► e-mobiliteit? Het is zover: in 2019 definitieve doorbraak..!◄
Koen Schoors Hoogleraar economie UGent 26 december 2018
Wat brengen 2019 en de nabije toekomst ons? We vroegen acht opiniemakers om in hun glazen bol te kijken, telkens voor één aspect dat 2018 mee heeft bepaald. Vandaag buigt hoogleraar economie Koen Schoors zich over de elektrische mobiliteit.
De doorbraak van de e-mobiliteit wordt al decennia geremd door de cynische inertie van de gevestigde economische belangen. 2019 wordt het langverwachte keerpunt. De elektrische motor is een veel beter idee dan de verbrandingsmotor. En goede ideeën sterven niet, ze belanden hooguit in de koelkast, in afwachting van betere tijden. Elektrische motoren zijn kleiner, werken efficiënter en hebben minder onderhoud nodig. Ze zijn krachtiger, produceren geen lawaai, trillingen of uitlaatgassen, accelereren als een dolle, en zijn deel van een slim en lerend netwerk.
Zodra je met een e-auto hebt gereden, wil je niet meer terug naar die stinkende rammelkar. Ook de door de olielobby aangewakkerde afstandsangst wordt in de nabije toekomst herleid tot een ingebeeld probleem. Binnen vijf jaar zorgen de verbetering en de opschaling van de batterijtechnologie ervoor dat e-auto’s evenveel autonomie hebben als de beste diesels. En dan is het hek van de dam.
Ik probeer niet uw lekker lopende en brandstof zuipende 4x4 in te pikken. Ik beweer gewoon dat u die binnenkort niet eens meer wilt, omdat er volgens u iets beters en goedkopers in de aanbieding zal zijn. Het tijdperk van de verbrandingsmotoren is definitief voorbij, we zien het nog niet in. Er blijven natuurlijk wel wat verbrandingsmotoren over: voor de sport, voor de aardigheid, of om mee uit te pakken. Maar net zoals verbrandingsmotoren de paarden tot een dure en leuke irrelevantie hebben herleid, zullen elektrische motoren de verbrandingsmotor irrelevant maken.
Eerst zal het niet echt opvallen, vervolgens zien we in een dramatische versnelling steeds meer elektrische auto’s in het straatbeeld verschijnen en uiteindelijk verdwijnen de oude stinkkarren volledig uit beeld wegens te vuil, te luid, te duur en te onwenselijk. Leg over tien jaar maar eens uit aan de buren dat je nog met een ouderwetse auto rondrijdt in de wijk waar je gezin woont. Erger dan roken in de slaapkamer van de kinderen, het zou bij wet verboden moeten zijn. En ook dat komt er ooit.

▸ OPDRACHTEN
1 – Herhaal woordelijk het deel van het stuk over elektrische mobiliteit dat begint bij de woorden "Ik probeer niet" en stopt na "verbrandingsmotor irrelevant maken.".
2 – Ga door met het stuk over elektrische mobiliteit en sluit daarbij aan op de laatste zin ervan.
De lijst die nu volgt is apart materiaal en hoort niet bij het stuk over elektrische mobiliteit.

▸ VERZAMELDE GEGEVENS
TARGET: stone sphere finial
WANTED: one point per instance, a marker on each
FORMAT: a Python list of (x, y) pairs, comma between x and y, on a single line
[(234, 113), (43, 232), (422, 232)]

▸ ANTWOORDEN PER OPDRACHT
1 –
Ik probeer niet uw lekker lopende en brandstof zuipende 4x4 in te pikken. Ik beweer gewoon dat u die binnenkort niet eens meer wilt, omdat er volgens u iets beters en goedkopers in de aanbieding zal zijn. Het tijdperk van de verbrandingsmotoren is definitief voorbij, we zien het nog niet in. Er blijven natuurlijk wel wat verbrandingsmotoren over: voor de sport, voor de aardigheid, of om mee uit te pakken. Maar net zoals verbrandingsmotoren de paarden tot een dure en leuke irrelevantie hebben herleid, zullen elektrische motoren de verbrandingsmotor irrelevant maken.

2 –
Stille revolutie
De mensen hebben het al lang door, getuige de stille revolutie van tienduizenden werknemers die de ochtendfile hebben ingeruild voor een tocht op de fiets ondersteund door een elektrische motor. Ze doen het ondanks het feit dat een elektrische fiets vele malen duurder is dan een gewone fiets. Ze doen het ondanks de gaten in de weg, de niveauverschillen op fietspaden, de levensgevaarlijke kruispunten en de dodenwegen waarop ze zich rakelings langs een bewegende muur van auto’s en vrachtwagens moeten riskeren.
Ze doen het omdat ze het willen. Ze leven gezonder, blijven weg uit de file, produceren geen lawaai of vervuiling, en arriveren met een fris hoofd op het werk. En ze doen het omdat het kan. Een elektrische fiets laat zich makkelijk stallen en is eenvoudig op te laden. Als we eindelijk degelijk werk maken van een goed netwerk van fietssnelwegen en een fijnmazig netwerk van veilige lokale fietspaden, zal dat nog exponentieel toenemen.
Elektrische auto’s willen we ook, maar voorlopig kan dat nog niet echt. Heel wat van die volledig elektrische auto’s worden vanaf volgend jaar in België geproduceerd, bijvoorbeeld in de fabrieken van Audi in Vorst en die van Volvo in Gent. Dankzij onze ratjetoe van ruimtelijke wanordening wonen relatief veel gezinnen vlak bij dichtslibbende verkeersaders, met alle milieu- en geluidsoverlast van dien. We hebben dus erg goede redenen om versneld in te zetten op de elektrificatie van mobiliteit. Het is goed voor de werkgelegenheid en goed voor de volksgezondheid, en op die manier ook goed voor de gezondheid van de begroting.
Salariswagens
We willen dus wel elektrische auto’s, maar voorlopig kunnen we er nog niet echt voor gaan wegens onvoldoende investeringen in de ondersteunende infrastructuur - denk aan laadpalen en slimme elektriciteitsnetwerken - en wegens het bepekte aantal beschikbare modellen. Hoog tijd om in 2019 ook hier de juiste keuzes te maken om zo het tij te keren.
We zouden kunnen beginnen met de versnelde elektrificatie van de vloot salariswagens. Wie niet voor een elektrische motor kiest, krijgt geen aftrek van sociale lasten. En in plaats van werknemers een tankkaart te geven kunnen ondernemingen windmolens of zonnecellen op het bedrijfsterrein installeren, zodat de salariswagens daar overdag kunnen opladen. Op piekmomenten kunnen stilstaande elektrische auto’s tegen een vergoeding de elektriciteit leveren die ze op een dal moment hebben opgeslagen, waardoor er meer evenwicht komt op het elektriciteitsnetwerk.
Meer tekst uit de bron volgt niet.